Le dernier recensement en Chine faisait état de plus d'1,3 milliard d'habitants. (illustration AFP)

Des millions d’agents ont commencé en Chine leur porte-à-porte pour dénombrer les habitants: le recensement du pays le plus peuplé du monde doit permettre notamment de savoir si l’abandon de la politique « de l’enfant unique » a permis de relancer les naissances.

Cette gigantesque opération est menée tous les 10 ans. Pour la première fois, les Chinois pourront transmettre leurs informations via une application mobile afin de simplifier le traitement des données.

Le précédent recensement effectué en 2010 avait fait état d’une population de 1 339 724 852 personnes : l’augmentation depuis l’an 2000 (+5,83%) avait été de plus de 73 millions d’habitants.

++++

• **Parties de l'exercice**
A. D'après l'extrait sur le recensement chinois, pourquoi les Chinois pourront-ils transmettre leurs informations par une application mobile ? Répondez en une ou deux phrases.
B. Résumez l'extrait sur le recensement chinois en deux phrases.
C. Reproduisez le passage de l'extrait sur le recensement chinois compris entre « Des millions d’agents » et « traitement des données. », bornes incluses.

++++

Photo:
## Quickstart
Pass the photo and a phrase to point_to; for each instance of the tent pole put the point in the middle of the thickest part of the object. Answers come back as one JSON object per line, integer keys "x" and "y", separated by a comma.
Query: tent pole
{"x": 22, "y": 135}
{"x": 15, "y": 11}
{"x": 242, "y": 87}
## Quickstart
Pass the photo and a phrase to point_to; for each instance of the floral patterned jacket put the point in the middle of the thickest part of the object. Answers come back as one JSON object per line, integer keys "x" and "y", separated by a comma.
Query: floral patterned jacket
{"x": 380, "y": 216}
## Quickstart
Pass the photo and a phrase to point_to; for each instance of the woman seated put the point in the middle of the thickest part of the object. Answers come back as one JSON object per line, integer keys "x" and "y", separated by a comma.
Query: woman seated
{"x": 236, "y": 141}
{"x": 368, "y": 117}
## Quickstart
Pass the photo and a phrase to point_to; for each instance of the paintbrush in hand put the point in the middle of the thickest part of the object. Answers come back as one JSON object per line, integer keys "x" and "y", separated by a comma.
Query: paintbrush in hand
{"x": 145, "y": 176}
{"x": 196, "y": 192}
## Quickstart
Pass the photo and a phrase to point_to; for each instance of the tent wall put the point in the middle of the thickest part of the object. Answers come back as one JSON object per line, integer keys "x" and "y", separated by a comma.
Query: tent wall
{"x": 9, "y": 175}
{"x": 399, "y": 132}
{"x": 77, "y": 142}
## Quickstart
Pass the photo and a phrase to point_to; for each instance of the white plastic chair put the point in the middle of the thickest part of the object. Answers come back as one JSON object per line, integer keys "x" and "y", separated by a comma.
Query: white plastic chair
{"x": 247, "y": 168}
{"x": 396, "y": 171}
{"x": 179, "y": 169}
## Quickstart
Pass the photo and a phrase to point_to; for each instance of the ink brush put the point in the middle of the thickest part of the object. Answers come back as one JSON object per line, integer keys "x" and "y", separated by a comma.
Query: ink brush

++++

• **Réponses par consigne**
A. Cette possibilité, offerte pour la première fois, vise à simplifier le traitement des données.

B. Des millions d'agents ont commencé en Chine un recensement, mené tous les dix ans, qui doit notamment permettre de savoir si l'abandon de la politique de l'enfant unique a relancé les naissances, et les habitants pourront pour la première fois répondre par une application mobile. Le précédent recensement, en 2010, avait dénombré 1 339 724 852 personnes, soit une hausse de plus de 73 millions d'habitants depuis l'an 2000.

C.
Des millions d’agents ont commencé en Chine leur porte-à-porte pour dénombrer les habitants: le recensement du pays le plus peuplé du monde doit permettre notamment de savoir si l’abandon de la politique « de l’enfant unique » a permis de relancer les naissances.

Cette gigantesque opération est menée tous les 10 ans. Pour la première fois, les Chinois pourront transmettre leurs informations via une application mobile afin de simplifier le traitement des données.